--- START OF PASSAGE SHOWN ---

Secondly, you need to adhere to the Indian morals of humility and grace. There were people who were very good at their craft, but could not become Gods because they did not possess such qualities. Rajesh Khanna, Dev Anand, Mohammad Azharuddin.

More often than not, you need to begin as a child prodigy, slowly climbing up on the basis of hard work and talent. That’s the other thing, we place a huge amount of importance on talent. Perhaps the thought can be pegged back to our mythological times, when talents were ‘gifts’ bestowed by gods and goddesses. You also need to have a long career – an origin story, a story of resurgence, victory over evil. That’s another integral part of the narrative.

But being ‘God’ comes with its own set of problems. One, there is insurmountable pressure on you all the time. You have to live up to the pedestal created for you, and that entails a blemish-less professional and personal life. Being linked up to people, or losing your temper are out of question. As a God, you don’t get a day off; it’s a full time job.

And when you fail to live up to the stature of God, all hell breaks loose.

Amitabh Bachchan had to apologise to his fans publicly for films like Boom and Nishabd. Tendulkar was dragged into Maharashtra vs India mud-slinging contests for no reason whatsoever. ‘Non-believers’ still taunt Sachin fans about him asking for a tax refund on his Ferrari. Dhoni had stones pelted at his house when he failed in a match. Lata Mangeshkar refused the Filmfare Award because it came in the form of a naked woman. They had to wrap it in a handkerchief before giving it to her, apparently. (I wonder how the trophies are stored in their cabinet, though. Did Lata-di get little sarees stitched to protect the dignity of the Black Lady?)

We also become intolerable to criticism over our Gods.

Look at how we have handled Sachin’s legacy after his retirement. Whenever a legendary player comes to India, we invariably asking him the ‘Sachin Koschen’ –

 

Reporter: ‘Do you think Sachin Tendulkar is the greatest player in the world? Yes or no?

Former Great: ‘Ahem, well…you know…’

Nation: ‘Aye, gandu! What do you know about cricket? Fuck you, Tendulkar is best’.

PoopScoop: ‘Five Reasons why Former Great is a dumbass’.

--- END OF PASSAGE SHOWN ---

- [PROBLEMS AND TASKS]:
**A.** In the essay on India's celebrity "Gods," why did Lata Mangeshkar refuse the Filmfare Award?
**B.** Continue the essay on India's celebrity "Gods," starting right after its final line.
The data below the essay isn't needed for anything here.

--- START OF DATASET CONTENT ---

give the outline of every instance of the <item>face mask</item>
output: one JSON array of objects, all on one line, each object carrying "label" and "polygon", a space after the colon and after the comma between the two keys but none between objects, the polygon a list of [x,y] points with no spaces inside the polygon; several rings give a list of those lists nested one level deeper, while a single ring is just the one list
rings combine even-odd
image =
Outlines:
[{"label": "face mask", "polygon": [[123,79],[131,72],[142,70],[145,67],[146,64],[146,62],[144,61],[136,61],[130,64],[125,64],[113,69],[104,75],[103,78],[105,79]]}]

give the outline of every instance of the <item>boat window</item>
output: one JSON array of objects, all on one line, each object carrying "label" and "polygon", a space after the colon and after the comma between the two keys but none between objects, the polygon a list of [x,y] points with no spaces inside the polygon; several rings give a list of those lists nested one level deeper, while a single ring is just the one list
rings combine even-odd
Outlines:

--- END OF DATASET CONTENT ---

- [THE RESPONSES]:
**A.** She refused it because the award came in the form of a naked woman.

**B.**
Facebook Posts: An Open Letter to Former Great. Dear Former Great, Fuck You. Thanks, Indians’.

Twitter: ‘Aye Maria Sharapova, tu Sachin ko nahi jaanti hai, jhoot mat bol saali’ #Khangress #Aaptard

Baba Sehgal: Hey Sharapova, you wanna share-a-poha?

*

And the chaos descends into pandemonium. For you see, while being God is a full time job, being a devotee is also a full time job. You have to worship, you have to defend. You have to take up virtual arms against those that question the godliness of your God; it is your right, as well as your duty.

We did that to Tendulkar.

The guy had to single-handedly fight through shitty batting line-ups, and by the time there was a stable set of guys around him, he’d been elevated to God-level. The pressure was visible in his game – the jittery starts, the slowing down while nearing the century, the nervousness while chasing. I wonder how many matches Sachin could truly enjoy, like he did as a youngster. I wonder how he felt when he heard a hundred thousand screaming fans turn pin-drop silent because of him.

And then, when he went through a bad patch, he got booed by his home crowd. It happened to Gavaskar in his final match too. There were reports of people flinging their food and fruits at him!

*

Kohli is 27. While he is yet to truly peak as a batsman, there will inevitably come the bad patches. It is in the nature of the sport, considering the numerous aspects involved with the game today – schedules, endorsements, corporate and national responsibilities, the pressure of being a living-breathing brand.

Kohli is from a different generation. In fact, there is very little that is ‘Indian’ about Kohli. In all aspects, he is ‘Australian’ – there is the brash approach, the ability to take up challenges, the consistency. It is a different generation. One that is comfortable walking hand-in-hand with a superstar girlfriend, and also pointing a middle finger at a packed Sydney Cricket Ground.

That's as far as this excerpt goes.